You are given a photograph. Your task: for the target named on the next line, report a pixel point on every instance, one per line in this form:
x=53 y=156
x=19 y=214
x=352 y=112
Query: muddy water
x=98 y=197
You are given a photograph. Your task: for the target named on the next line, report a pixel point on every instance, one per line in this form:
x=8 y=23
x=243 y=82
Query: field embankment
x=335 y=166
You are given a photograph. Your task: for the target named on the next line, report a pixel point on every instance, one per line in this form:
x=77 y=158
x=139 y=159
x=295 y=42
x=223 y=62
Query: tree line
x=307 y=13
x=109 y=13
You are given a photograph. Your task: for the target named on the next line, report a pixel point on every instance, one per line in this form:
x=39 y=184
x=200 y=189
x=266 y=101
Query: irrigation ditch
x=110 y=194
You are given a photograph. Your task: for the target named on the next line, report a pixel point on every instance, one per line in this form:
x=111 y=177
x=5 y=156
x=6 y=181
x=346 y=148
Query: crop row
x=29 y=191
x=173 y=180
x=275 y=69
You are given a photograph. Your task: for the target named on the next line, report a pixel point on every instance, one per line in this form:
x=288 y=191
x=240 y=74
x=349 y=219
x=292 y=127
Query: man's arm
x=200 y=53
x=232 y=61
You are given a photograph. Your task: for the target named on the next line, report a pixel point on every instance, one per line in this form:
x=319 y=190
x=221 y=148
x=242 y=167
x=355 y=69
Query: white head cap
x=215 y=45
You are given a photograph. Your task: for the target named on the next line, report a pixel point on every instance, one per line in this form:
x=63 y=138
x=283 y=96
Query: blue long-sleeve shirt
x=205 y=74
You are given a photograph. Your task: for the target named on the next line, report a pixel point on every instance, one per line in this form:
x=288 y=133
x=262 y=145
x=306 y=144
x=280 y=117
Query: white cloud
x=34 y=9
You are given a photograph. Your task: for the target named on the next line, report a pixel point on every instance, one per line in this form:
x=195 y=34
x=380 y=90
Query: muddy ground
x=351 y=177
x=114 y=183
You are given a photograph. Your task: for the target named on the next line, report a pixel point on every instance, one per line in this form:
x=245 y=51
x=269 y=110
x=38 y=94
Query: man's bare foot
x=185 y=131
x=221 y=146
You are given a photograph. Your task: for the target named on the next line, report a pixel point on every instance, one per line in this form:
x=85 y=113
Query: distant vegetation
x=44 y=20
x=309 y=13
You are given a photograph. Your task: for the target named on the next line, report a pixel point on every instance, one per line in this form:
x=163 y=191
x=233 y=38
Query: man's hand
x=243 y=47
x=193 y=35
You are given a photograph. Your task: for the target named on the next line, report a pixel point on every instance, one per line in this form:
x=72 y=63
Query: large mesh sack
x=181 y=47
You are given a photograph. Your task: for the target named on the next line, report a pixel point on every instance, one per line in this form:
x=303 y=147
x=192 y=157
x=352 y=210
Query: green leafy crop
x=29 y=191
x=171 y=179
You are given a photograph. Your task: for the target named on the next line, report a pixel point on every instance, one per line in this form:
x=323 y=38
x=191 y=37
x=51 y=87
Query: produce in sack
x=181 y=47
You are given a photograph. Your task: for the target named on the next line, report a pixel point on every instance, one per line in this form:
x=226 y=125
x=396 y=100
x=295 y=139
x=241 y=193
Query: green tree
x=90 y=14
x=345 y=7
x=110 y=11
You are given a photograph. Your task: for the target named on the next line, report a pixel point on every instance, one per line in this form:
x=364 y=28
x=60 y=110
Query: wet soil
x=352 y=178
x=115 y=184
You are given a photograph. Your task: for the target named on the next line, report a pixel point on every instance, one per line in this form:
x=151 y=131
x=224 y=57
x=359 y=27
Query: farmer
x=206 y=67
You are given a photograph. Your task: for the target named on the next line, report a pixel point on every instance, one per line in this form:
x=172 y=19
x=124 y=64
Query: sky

━━━━

**DESCRIPTION OF THE TASK**
Output every entry shown above, exactly.

**SOLUTION FOR THIS PROBLEM**
You are given a photograph. Your task: for the target named on the next line, report a pixel point on every instance, one per line in this form:
x=53 y=156
x=19 y=214
x=352 y=112
Query: muddy water
x=98 y=197
You are given a photograph. Your task: for the target named on the next line, report a pixel point on every instance, one per line in this form:
x=8 y=23
x=243 y=82
Query: field embankment
x=335 y=166
You are given a photograph. Your task: for the target named on the next line, report a pixel point on every instance, one per line in this form:
x=77 y=158
x=139 y=159
x=295 y=42
x=223 y=62
Query: tree line
x=307 y=13
x=109 y=13
You are given a photograph. Your task: for the target named on the next line, report a pixel point on every instance, one per line in this form:
x=39 y=184
x=200 y=189
x=266 y=101
Query: irrigation ditch
x=110 y=194
You are given a photograph. Your task: for the target named on the next line, report a pixel point on every instance, one per line in this form:
x=111 y=177
x=5 y=156
x=6 y=181
x=346 y=148
Query: crop row
x=29 y=191
x=173 y=180
x=275 y=69
You are given a photograph. Your task: for the target named on the next line, report a pixel point on every instance, one per line in this form:
x=288 y=191
x=240 y=74
x=349 y=219
x=292 y=127
Query: man's arm
x=200 y=53
x=232 y=61
You are given a photograph. Your task: for the target named on the next line, report a pixel point on every instance, one per line in this form:
x=319 y=190
x=221 y=148
x=242 y=167
x=355 y=69
Query: white head cap
x=215 y=45
You are given a photograph. Your task: for the target named on the next line, report a pixel point on every instance, one per line in this form:
x=63 y=138
x=283 y=96
Query: blue long-sleeve shirt
x=205 y=74
You are given a photograph. Your task: for the target named on the next line, report a pixel point on every instance, one per line in this form:
x=288 y=133
x=262 y=145
x=306 y=144
x=280 y=117
Query: white cloud
x=34 y=9
You are given a photograph. Your task: for the target named on the next line, report a pixel point on every instance, one per line in this form:
x=195 y=34
x=380 y=90
Query: muddy ground
x=351 y=177
x=114 y=183
You are given a photograph. Your task: for the target named on the next line, report a pixel point on every instance, one per line in this form:
x=245 y=51
x=269 y=110
x=38 y=94
Query: man's bare foot
x=185 y=131
x=221 y=146
You are given a photograph. Your task: for the target named on the next line, report a pixel point on every instance, one per line in this form:
x=85 y=113
Query: distant vegetation
x=44 y=20
x=309 y=13
You are given a photograph. Your task: for the target named on the next line, report a pixel point on every instance, one per line in this form:
x=163 y=191
x=233 y=38
Query: man's hand
x=243 y=47
x=193 y=35
You are given a photograph. Your task: for the target named on the next line, report a pixel point on every instance, one per line in this form:
x=72 y=63
Query: large mesh sack
x=181 y=47
You are given a photograph. Your task: for the target named on the next line, report a pixel point on every instance, one per line in this form:
x=303 y=147
x=192 y=157
x=352 y=210
Query: green leafy crop
x=29 y=191
x=171 y=179
You are given a photograph. Your task: for the target named on the next line, report a pixel point on every instance, one per line in this form:
x=323 y=38
x=191 y=37
x=51 y=87
Query: produce in sack
x=181 y=47
You are given a photograph. Your task: for the target named on the next line, report a pixel point on every instance, one per line in this form:
x=226 y=125
x=396 y=100
x=295 y=139
x=241 y=193
Query: green tree
x=90 y=14
x=345 y=7
x=110 y=11
You are given a photograph. Your task: for the target named on the next line, report a pixel point on every instance, one per line in this form:
x=364 y=28
x=60 y=110
Query: wet soil
x=352 y=178
x=115 y=184
You are given a photograph. Your task: for the target named on the next line, report a pixel point on every instance, one per line in this form:
x=151 y=131
x=224 y=57
x=359 y=27
Query: farmer
x=206 y=67
You are given a photograph. Your task: for the target named on the next line, report a pixel point on every instance, one per line in this form:
x=172 y=19
x=124 y=64
Query: sky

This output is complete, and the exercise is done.